▸ Exercice court 1
Selon l'extrait choisi, quel phénomène a largement favorisé la situation de pagaille généralisée ?
**** Extrait choisi
Il y a aussi que la plupart de ces maux dont souffre la capitale trouvent leur origine dans la mauvaise compréhension des masses de l’ouverture démocratique qui pour les populations non averties rime avec anarchie. A ce niveau, l’interprétation de l’état de droit et le respect des lois et règlements posent un véritable problème. Il faut reconnaitre que le phénomène de l’exode rural a largement favorisé cette situation de pagaille généralisée. On a assisté pendant des années, sans aucune réelle volonté politique d’ y mettre un terme, à une ruralisation de la ville avec ces images de troupeaux de bœufs qui traversent les chaussées nonchalamment, de chevaux parqués dans les espaces inoccupés, de bergeries au niveau des allées et des jardins publics, de charrettes qui arpentent les boulevards et les avenues sans se soucier le moins du monde des règles élémentaires de la circulation routière.
********
**** Données enregistrées
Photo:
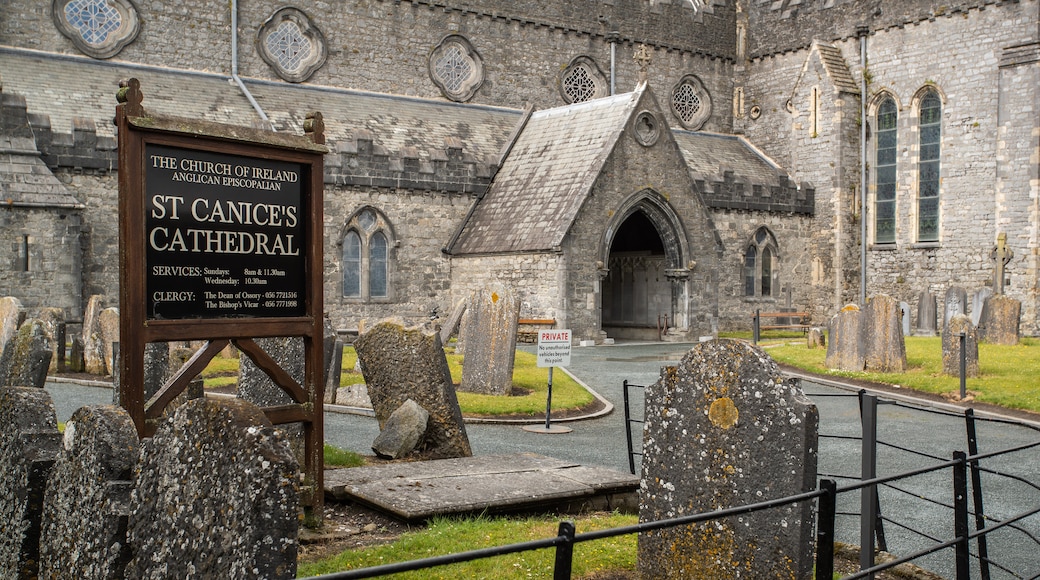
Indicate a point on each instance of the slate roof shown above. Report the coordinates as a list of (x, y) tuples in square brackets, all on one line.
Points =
[(546, 178), (65, 87)]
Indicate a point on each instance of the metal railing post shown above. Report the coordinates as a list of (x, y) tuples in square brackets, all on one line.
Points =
[(961, 517), (565, 552), (868, 470), (825, 530)]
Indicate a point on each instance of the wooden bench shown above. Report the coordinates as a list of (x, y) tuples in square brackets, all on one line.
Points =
[(526, 334), (795, 321)]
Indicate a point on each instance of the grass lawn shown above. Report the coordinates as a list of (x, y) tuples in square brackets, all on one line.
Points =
[(1008, 375), (529, 385)]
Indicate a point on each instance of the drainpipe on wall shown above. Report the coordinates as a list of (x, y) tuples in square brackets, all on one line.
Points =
[(862, 32), (234, 64)]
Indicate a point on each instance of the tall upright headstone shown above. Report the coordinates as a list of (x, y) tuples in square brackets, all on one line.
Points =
[(401, 364), (29, 442), (884, 349), (958, 325), (845, 350), (724, 428), (955, 302), (926, 314), (216, 496), (491, 342), (88, 496)]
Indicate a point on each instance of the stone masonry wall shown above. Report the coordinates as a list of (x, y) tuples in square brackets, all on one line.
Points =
[(384, 46)]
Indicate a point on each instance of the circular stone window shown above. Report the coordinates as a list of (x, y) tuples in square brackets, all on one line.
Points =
[(99, 28), (646, 129), (291, 45), (691, 103), (582, 80), (456, 68)]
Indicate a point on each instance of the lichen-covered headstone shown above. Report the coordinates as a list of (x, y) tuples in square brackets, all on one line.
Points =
[(11, 316), (216, 495), (29, 442), (400, 364), (845, 350), (723, 429), (94, 342), (954, 304), (491, 342), (27, 357), (884, 349), (952, 347), (999, 322), (109, 322), (84, 532), (926, 314)]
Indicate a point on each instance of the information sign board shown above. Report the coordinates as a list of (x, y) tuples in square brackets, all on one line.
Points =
[(553, 348)]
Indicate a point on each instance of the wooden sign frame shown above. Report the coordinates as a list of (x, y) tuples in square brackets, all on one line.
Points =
[(141, 320)]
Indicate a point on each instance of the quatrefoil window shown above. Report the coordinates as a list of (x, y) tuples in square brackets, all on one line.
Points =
[(291, 45), (99, 28), (456, 68)]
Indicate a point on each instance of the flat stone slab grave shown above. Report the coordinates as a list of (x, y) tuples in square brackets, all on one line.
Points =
[(417, 491)]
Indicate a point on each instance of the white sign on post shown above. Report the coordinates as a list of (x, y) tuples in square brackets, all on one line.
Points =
[(553, 348)]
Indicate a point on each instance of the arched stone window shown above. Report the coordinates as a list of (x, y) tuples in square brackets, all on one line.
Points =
[(691, 103), (99, 28), (930, 133), (366, 257), (582, 80), (291, 45), (456, 68), (886, 145), (760, 259)]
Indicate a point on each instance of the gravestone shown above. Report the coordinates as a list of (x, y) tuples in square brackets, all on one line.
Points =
[(1001, 320), (884, 349), (216, 495), (53, 320), (403, 431), (926, 314), (401, 364), (845, 350), (27, 357), (979, 302), (109, 322), (954, 304), (816, 338), (88, 496), (94, 347), (29, 442), (723, 429), (491, 342), (952, 347), (11, 316)]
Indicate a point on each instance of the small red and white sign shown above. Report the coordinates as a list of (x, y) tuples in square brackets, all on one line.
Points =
[(553, 348)]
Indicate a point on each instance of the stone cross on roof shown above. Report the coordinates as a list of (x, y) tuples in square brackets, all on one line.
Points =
[(643, 57), (1003, 255)]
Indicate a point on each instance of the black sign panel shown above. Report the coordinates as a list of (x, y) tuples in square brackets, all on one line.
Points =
[(224, 235)]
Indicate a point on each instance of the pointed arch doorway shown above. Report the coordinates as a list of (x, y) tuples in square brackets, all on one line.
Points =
[(644, 286)]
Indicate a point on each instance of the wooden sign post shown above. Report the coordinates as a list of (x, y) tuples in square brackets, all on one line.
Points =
[(221, 240)]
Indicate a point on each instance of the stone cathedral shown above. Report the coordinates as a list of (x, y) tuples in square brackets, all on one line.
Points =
[(631, 168)]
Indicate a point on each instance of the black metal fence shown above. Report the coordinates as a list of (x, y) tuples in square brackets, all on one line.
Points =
[(965, 470)]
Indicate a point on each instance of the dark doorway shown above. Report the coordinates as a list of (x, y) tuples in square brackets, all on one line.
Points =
[(637, 292)]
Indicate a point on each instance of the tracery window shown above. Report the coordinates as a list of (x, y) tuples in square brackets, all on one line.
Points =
[(366, 258), (456, 68), (884, 175), (99, 28), (760, 258), (291, 45), (691, 103), (582, 80), (930, 126)]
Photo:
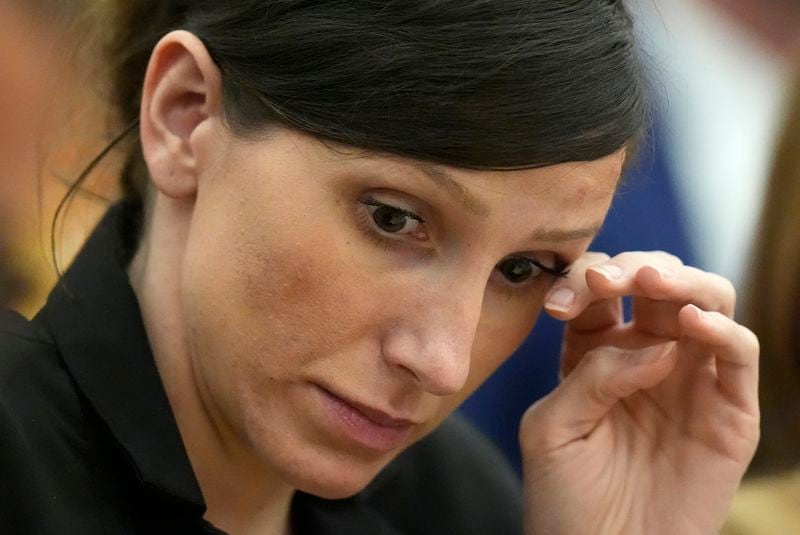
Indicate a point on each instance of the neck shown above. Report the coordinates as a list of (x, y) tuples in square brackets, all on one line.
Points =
[(242, 494)]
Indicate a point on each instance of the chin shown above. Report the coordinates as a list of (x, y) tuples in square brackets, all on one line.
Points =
[(335, 481)]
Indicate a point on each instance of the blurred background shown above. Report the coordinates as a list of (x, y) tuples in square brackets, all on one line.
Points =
[(723, 78)]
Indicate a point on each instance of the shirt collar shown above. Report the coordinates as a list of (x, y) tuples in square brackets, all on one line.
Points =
[(96, 323), (95, 319)]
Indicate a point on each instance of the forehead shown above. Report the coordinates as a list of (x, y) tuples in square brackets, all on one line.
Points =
[(566, 188)]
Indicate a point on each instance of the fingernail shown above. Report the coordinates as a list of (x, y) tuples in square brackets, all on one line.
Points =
[(698, 312), (651, 354), (665, 273), (560, 300), (609, 271)]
********
▸ Exercice court 2
Recopiez le passage du listing qui s'étend de son début jusqu'à la ligne contenant "[(961, 517), (565, 552), (868, 470), (825, 530)]", celle-ci comprise, en augmentant de 62 chaque coordonnée et en gardant tout le reste inchangé. Laissez les images de côté dans votre réponse.

▸ Corrigé de l'exercice 1
L'exode rural.

▸ Corrigé de l'exercice 2
Photo:
Indicate a point on each instance of the slate roof shown above. Report the coordinates as a list of (x, y) tuples in square brackets, all on one line.
Points =
[(608, 240), (127, 149)]
Indicate a point on each instance of the metal railing post shown above. Report the coordinates as a list of (x, y) tuples in square brackets, all on one line.
Points =
[(1023, 579), (627, 614), (930, 532), (887, 592)]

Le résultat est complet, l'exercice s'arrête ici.